Start of GIVEN DATA

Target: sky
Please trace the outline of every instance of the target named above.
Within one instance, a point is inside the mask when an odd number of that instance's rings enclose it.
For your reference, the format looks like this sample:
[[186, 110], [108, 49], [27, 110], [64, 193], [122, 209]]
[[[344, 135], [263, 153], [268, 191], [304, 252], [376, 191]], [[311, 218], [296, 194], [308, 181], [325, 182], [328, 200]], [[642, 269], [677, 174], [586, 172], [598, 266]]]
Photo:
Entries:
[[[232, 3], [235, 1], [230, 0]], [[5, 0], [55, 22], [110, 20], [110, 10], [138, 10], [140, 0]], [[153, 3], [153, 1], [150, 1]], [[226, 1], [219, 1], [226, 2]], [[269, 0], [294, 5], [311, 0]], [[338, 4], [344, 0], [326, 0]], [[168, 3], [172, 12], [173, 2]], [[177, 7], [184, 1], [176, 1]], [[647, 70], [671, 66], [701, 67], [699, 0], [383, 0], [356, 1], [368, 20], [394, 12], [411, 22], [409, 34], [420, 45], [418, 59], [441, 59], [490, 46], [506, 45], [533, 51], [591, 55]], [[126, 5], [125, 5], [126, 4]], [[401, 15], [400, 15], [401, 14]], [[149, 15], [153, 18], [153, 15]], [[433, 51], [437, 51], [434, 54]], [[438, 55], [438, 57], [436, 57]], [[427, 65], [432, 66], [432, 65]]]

End of GIVEN DATA

**DO THIS:**
Reproduce every line of the records above verbatim, character for character, with nothing added or dropped.

**TASK RESULT:**
Target: sky
Please trace the outline of every instance of the target named above.
Within one instance, a point is inside the mask when an odd number of that instance's rings enclose it.
For your reference, the format looks like this sample:
[[186, 110], [108, 49], [27, 110], [64, 193], [122, 209]]
[[[344, 135], [263, 153], [268, 191], [304, 252], [376, 191]], [[311, 218], [296, 194], [308, 181], [325, 182], [328, 200]], [[642, 269], [677, 174], [586, 172], [598, 266]]]
Photo:
Entries:
[[[232, 3], [235, 1], [230, 0]], [[5, 0], [55, 22], [110, 20], [110, 10], [138, 10], [140, 0]], [[153, 3], [153, 1], [150, 1]], [[226, 1], [219, 1], [226, 2]], [[269, 0], [294, 5], [311, 0]], [[338, 4], [344, 0], [326, 0]], [[168, 3], [172, 12], [173, 2]], [[177, 7], [184, 1], [176, 1]], [[647, 70], [671, 66], [701, 67], [699, 0], [383, 0], [356, 1], [368, 20], [394, 12], [411, 22], [409, 34], [420, 45], [418, 59], [441, 59], [490, 46], [506, 45], [533, 51], [591, 55]], [[126, 5], [125, 5], [126, 4]], [[401, 15], [400, 15], [401, 14]], [[149, 15], [153, 18], [153, 15]], [[433, 51], [437, 51], [434, 54]], [[438, 55], [438, 57], [436, 57]], [[427, 65], [432, 66], [432, 65]]]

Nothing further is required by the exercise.